EXERCISE AIM: In the answer, each line from the top of the material through the line that contains "point: flower head" is restated exactly. No picture is given again.

RECORD EXCERPTS:
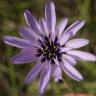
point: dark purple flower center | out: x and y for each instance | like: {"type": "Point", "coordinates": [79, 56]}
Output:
{"type": "Point", "coordinates": [49, 50]}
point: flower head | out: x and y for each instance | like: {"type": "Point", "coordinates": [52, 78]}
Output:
{"type": "Point", "coordinates": [49, 45]}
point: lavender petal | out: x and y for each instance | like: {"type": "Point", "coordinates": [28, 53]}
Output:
{"type": "Point", "coordinates": [44, 79]}
{"type": "Point", "coordinates": [61, 26]}
{"type": "Point", "coordinates": [70, 59]}
{"type": "Point", "coordinates": [75, 27]}
{"type": "Point", "coordinates": [32, 22]}
{"type": "Point", "coordinates": [57, 73]}
{"type": "Point", "coordinates": [71, 71]}
{"type": "Point", "coordinates": [50, 16]}
{"type": "Point", "coordinates": [85, 56]}
{"type": "Point", "coordinates": [28, 33]}
{"type": "Point", "coordinates": [25, 56]}
{"type": "Point", "coordinates": [77, 43]}
{"type": "Point", "coordinates": [33, 73]}
{"type": "Point", "coordinates": [16, 42]}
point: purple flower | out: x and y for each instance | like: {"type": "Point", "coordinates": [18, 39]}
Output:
{"type": "Point", "coordinates": [48, 44]}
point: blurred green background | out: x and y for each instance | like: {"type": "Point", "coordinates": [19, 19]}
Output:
{"type": "Point", "coordinates": [12, 76]}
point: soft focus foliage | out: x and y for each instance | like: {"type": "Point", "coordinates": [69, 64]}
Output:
{"type": "Point", "coordinates": [12, 76]}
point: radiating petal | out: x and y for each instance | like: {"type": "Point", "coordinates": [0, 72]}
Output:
{"type": "Point", "coordinates": [44, 26]}
{"type": "Point", "coordinates": [44, 78]}
{"type": "Point", "coordinates": [71, 71]}
{"type": "Point", "coordinates": [64, 38]}
{"type": "Point", "coordinates": [25, 56]}
{"type": "Point", "coordinates": [16, 42]}
{"type": "Point", "coordinates": [61, 26]}
{"type": "Point", "coordinates": [82, 55]}
{"type": "Point", "coordinates": [71, 31]}
{"type": "Point", "coordinates": [28, 34]}
{"type": "Point", "coordinates": [32, 22]}
{"type": "Point", "coordinates": [77, 43]}
{"type": "Point", "coordinates": [75, 27]}
{"type": "Point", "coordinates": [70, 59]}
{"type": "Point", "coordinates": [33, 73]}
{"type": "Point", "coordinates": [64, 49]}
{"type": "Point", "coordinates": [50, 16]}
{"type": "Point", "coordinates": [57, 73]}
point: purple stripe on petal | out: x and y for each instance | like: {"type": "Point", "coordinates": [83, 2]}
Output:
{"type": "Point", "coordinates": [25, 56]}
{"type": "Point", "coordinates": [75, 27]}
{"type": "Point", "coordinates": [28, 34]}
{"type": "Point", "coordinates": [64, 38]}
{"type": "Point", "coordinates": [71, 71]}
{"type": "Point", "coordinates": [44, 27]}
{"type": "Point", "coordinates": [33, 73]}
{"type": "Point", "coordinates": [50, 16]}
{"type": "Point", "coordinates": [61, 26]}
{"type": "Point", "coordinates": [77, 43]}
{"type": "Point", "coordinates": [16, 42]}
{"type": "Point", "coordinates": [70, 59]}
{"type": "Point", "coordinates": [32, 22]}
{"type": "Point", "coordinates": [64, 49]}
{"type": "Point", "coordinates": [57, 73]}
{"type": "Point", "coordinates": [44, 78]}
{"type": "Point", "coordinates": [86, 56]}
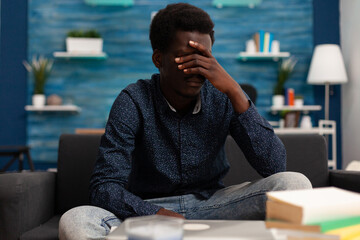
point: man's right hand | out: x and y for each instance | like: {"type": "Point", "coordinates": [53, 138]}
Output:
{"type": "Point", "coordinates": [169, 213]}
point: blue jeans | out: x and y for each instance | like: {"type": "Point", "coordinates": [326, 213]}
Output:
{"type": "Point", "coordinates": [245, 201]}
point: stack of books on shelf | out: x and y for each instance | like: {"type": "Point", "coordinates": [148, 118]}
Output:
{"type": "Point", "coordinates": [264, 41]}
{"type": "Point", "coordinates": [320, 213]}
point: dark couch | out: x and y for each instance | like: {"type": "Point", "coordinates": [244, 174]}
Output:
{"type": "Point", "coordinates": [31, 203]}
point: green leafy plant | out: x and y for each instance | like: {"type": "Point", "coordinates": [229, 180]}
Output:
{"type": "Point", "coordinates": [84, 34]}
{"type": "Point", "coordinates": [40, 67]}
{"type": "Point", "coordinates": [286, 67]}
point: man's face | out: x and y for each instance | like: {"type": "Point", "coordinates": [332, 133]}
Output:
{"type": "Point", "coordinates": [172, 79]}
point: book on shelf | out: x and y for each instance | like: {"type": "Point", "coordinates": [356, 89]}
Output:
{"type": "Point", "coordinates": [263, 41]}
{"type": "Point", "coordinates": [311, 206]}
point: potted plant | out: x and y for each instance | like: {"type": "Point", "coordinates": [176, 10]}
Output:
{"type": "Point", "coordinates": [79, 41]}
{"type": "Point", "coordinates": [285, 69]}
{"type": "Point", "coordinates": [40, 68]}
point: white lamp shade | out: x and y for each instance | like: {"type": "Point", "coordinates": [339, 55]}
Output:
{"type": "Point", "coordinates": [327, 66]}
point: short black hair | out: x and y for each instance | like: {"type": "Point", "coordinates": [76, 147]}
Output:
{"type": "Point", "coordinates": [178, 16]}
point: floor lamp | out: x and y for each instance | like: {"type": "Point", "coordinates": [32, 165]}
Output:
{"type": "Point", "coordinates": [327, 67]}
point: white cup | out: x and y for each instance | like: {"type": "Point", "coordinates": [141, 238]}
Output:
{"type": "Point", "coordinates": [154, 227]}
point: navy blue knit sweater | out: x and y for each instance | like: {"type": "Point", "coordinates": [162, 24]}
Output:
{"type": "Point", "coordinates": [150, 151]}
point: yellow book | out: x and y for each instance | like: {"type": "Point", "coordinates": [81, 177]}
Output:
{"type": "Point", "coordinates": [311, 206]}
{"type": "Point", "coordinates": [347, 233]}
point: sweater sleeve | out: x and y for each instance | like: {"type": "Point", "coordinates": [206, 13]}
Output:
{"type": "Point", "coordinates": [108, 184]}
{"type": "Point", "coordinates": [260, 145]}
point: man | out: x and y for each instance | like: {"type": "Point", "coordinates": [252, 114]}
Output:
{"type": "Point", "coordinates": [163, 149]}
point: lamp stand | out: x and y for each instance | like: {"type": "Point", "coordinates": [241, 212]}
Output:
{"type": "Point", "coordinates": [327, 93]}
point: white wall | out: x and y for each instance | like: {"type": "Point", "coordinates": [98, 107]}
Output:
{"type": "Point", "coordinates": [350, 43]}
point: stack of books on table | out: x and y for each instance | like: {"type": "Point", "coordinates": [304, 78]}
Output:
{"type": "Point", "coordinates": [320, 213]}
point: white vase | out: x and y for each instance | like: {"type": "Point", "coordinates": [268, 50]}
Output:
{"type": "Point", "coordinates": [38, 100]}
{"type": "Point", "coordinates": [299, 102]}
{"type": "Point", "coordinates": [306, 122]}
{"type": "Point", "coordinates": [278, 100]}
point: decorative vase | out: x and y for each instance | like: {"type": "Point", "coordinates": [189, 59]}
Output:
{"type": "Point", "coordinates": [299, 102]}
{"type": "Point", "coordinates": [38, 100]}
{"type": "Point", "coordinates": [278, 100]}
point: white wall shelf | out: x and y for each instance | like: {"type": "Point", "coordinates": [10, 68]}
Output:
{"type": "Point", "coordinates": [326, 127]}
{"type": "Point", "coordinates": [304, 108]}
{"type": "Point", "coordinates": [69, 55]}
{"type": "Point", "coordinates": [124, 3]}
{"type": "Point", "coordinates": [245, 56]}
{"type": "Point", "coordinates": [235, 3]}
{"type": "Point", "coordinates": [53, 108]}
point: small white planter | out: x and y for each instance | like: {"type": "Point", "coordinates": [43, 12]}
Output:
{"type": "Point", "coordinates": [278, 100]}
{"type": "Point", "coordinates": [84, 45]}
{"type": "Point", "coordinates": [38, 100]}
{"type": "Point", "coordinates": [299, 102]}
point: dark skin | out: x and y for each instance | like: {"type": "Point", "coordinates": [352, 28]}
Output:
{"type": "Point", "coordinates": [184, 68]}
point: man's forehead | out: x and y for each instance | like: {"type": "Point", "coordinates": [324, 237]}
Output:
{"type": "Point", "coordinates": [181, 40]}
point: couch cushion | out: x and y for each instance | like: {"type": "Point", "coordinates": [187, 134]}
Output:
{"type": "Point", "coordinates": [47, 231]}
{"type": "Point", "coordinates": [76, 160]}
{"type": "Point", "coordinates": [306, 153]}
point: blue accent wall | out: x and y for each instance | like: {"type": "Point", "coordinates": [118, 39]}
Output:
{"type": "Point", "coordinates": [13, 42]}
{"type": "Point", "coordinates": [93, 85]}
{"type": "Point", "coordinates": [327, 30]}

EXERCISE SOLUTION:
point: dark purple flower center | out: x and y for each instance | like: {"type": "Point", "coordinates": [79, 56]}
Output:
{"type": "Point", "coordinates": [49, 50]}
point: flower head | out: x and y for each instance | like: {"type": "Point", "coordinates": [52, 78]}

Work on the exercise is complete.